**テキストブロック:**
● ● ●

市場関係者の間では円相場の一段の下落を予想する声が増えている。
SMBC日興証券の野地慎チーフ為替・外債ストラテジストは「原油価格が1バレル110~120ドルという高水準で定着するならば経常収支の悪化が続き、1ドル=125円や130円への到達が現実味を帯びる」と指摘する。
15年に黒田東彦日銀総裁が国会で円安けん制と受け止められる発言をした時の相場は1ドル=124円台半ばから後半だった。当時の水準への下落も視野に入ってきたが、日銀は大規模な金融緩和を続ける姿勢を崩していない。17~18日には金融政策決定会合を開く。欧米が金融政策の正常化に進むなか「日銀が政策修正を行うにしても(円安を止める力には)限界がある」(BNPパリバ証券の河野龍太郎チーフエコノミスト)。
円安は輸入製品の値上がりに直結し、資源高と円安は物価に二重に響く。政府は石油元売りに支給する補助金の上限を引き上げたものの、レギュラーガソリンの店頭価格は08年以来の高水準が続くとみられる。国際的な資源高に対応するため財政支出を増やせば、円への不安は高まる。金融・財政政策のかじ取りは難しさを増している。
(学頭貴子、田村匠、中元大輔)
有事の円買いが見られないだけなら、特段気にすることもないかもしれない。だが、市場価格は需給で決まる。誰も円を欲しがらない、ことの証左なのだとしたら、市場からのメッセージとして大きく受け止めるべきではないか。日本の債務残高がなぜこれだけ巨額でも問題にならないかといえば、ホームバイアスがしっかりあるからだ。だが、円安が進み、多くの日本国民が円建てから外貨建て資産に入れ替えようとすれば、日本国債のファイナンスは持続可能だろうか。地政学的リスクをきっかけにして、エネルギーミックス、サプライチェーンの在り方、適正な防衛費などに加え、円の価値の行方とその影響にもシミュレーションが必要である。

● ● ●

**提供情報:**
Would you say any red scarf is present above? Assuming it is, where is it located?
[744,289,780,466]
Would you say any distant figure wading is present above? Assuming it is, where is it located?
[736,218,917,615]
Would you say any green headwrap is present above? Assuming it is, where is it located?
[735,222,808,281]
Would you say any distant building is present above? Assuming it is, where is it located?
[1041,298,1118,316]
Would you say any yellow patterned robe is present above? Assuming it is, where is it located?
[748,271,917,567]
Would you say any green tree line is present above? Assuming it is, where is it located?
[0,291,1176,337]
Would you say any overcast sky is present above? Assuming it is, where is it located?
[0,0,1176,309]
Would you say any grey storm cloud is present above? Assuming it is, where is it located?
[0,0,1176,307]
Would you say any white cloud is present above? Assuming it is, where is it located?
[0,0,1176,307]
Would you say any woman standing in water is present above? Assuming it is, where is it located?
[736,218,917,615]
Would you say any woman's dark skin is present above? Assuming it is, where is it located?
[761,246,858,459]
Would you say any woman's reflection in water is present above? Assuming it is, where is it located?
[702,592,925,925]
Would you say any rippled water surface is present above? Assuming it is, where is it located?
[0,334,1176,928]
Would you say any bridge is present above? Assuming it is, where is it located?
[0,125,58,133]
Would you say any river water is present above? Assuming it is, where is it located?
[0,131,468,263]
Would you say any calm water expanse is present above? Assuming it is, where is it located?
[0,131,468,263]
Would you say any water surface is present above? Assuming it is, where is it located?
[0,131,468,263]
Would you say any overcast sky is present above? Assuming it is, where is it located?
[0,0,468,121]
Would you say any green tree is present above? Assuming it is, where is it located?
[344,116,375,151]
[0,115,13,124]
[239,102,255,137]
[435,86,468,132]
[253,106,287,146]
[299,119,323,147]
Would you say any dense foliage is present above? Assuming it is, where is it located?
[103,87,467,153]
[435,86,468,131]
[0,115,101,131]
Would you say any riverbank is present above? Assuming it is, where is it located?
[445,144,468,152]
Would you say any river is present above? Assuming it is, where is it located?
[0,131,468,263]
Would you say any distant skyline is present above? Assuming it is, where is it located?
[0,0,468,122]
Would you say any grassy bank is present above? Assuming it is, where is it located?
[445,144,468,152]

● ● ●

**問題:** 円安についての記事のうち、「市場関係者の間では円相場の一段の下落を予想する声が増えている。」から「じ取りは難しさを増している。」までの部分を、両端も含めて一字一句書き写してもらえますか。

**本演習の結果:**
市場関係者の間では円相場の一段の下落を予想する声が増えている。
SMBC日興証券の野地慎チーフ為替・外債ストラテジストは「原油価格が1バレル110~120ドルという高水準で定着するならば経常収支の悪化が続き、1ドル=125円や130円への到達が現実味を帯びる」と指摘する。
15年に黒田東彦日銀総裁が国会で円安けん制と受け止められる発言をした時の相場は1ドル=124円台半ばから後半だった。当時の水準への下落も視野に入ってきたが、日銀は大規模な金融緩和を続ける姿勢を崩していない。17~18日には金融政策決定会合を開く。欧米が金融政策の正常化に進むなか「日銀が政策修正を行うにしても(円安を止める力には)限界がある」(BNPパリバ証券の河野龍太郎チーフエコノミスト)。
円安は輸入製品の値上がりに直結し、資源高と円安は物価に二重に響く。政府は石油元売りに支給する補助金の上限を引き上げたものの、レギュラーガソリンの店頭価格は08年以来の高水準が続くとみられる。国際的な資源高に対応するため財政支出を増やせば、円への不安は高まる。金融・財政政策のかじ取りは難しさを増している。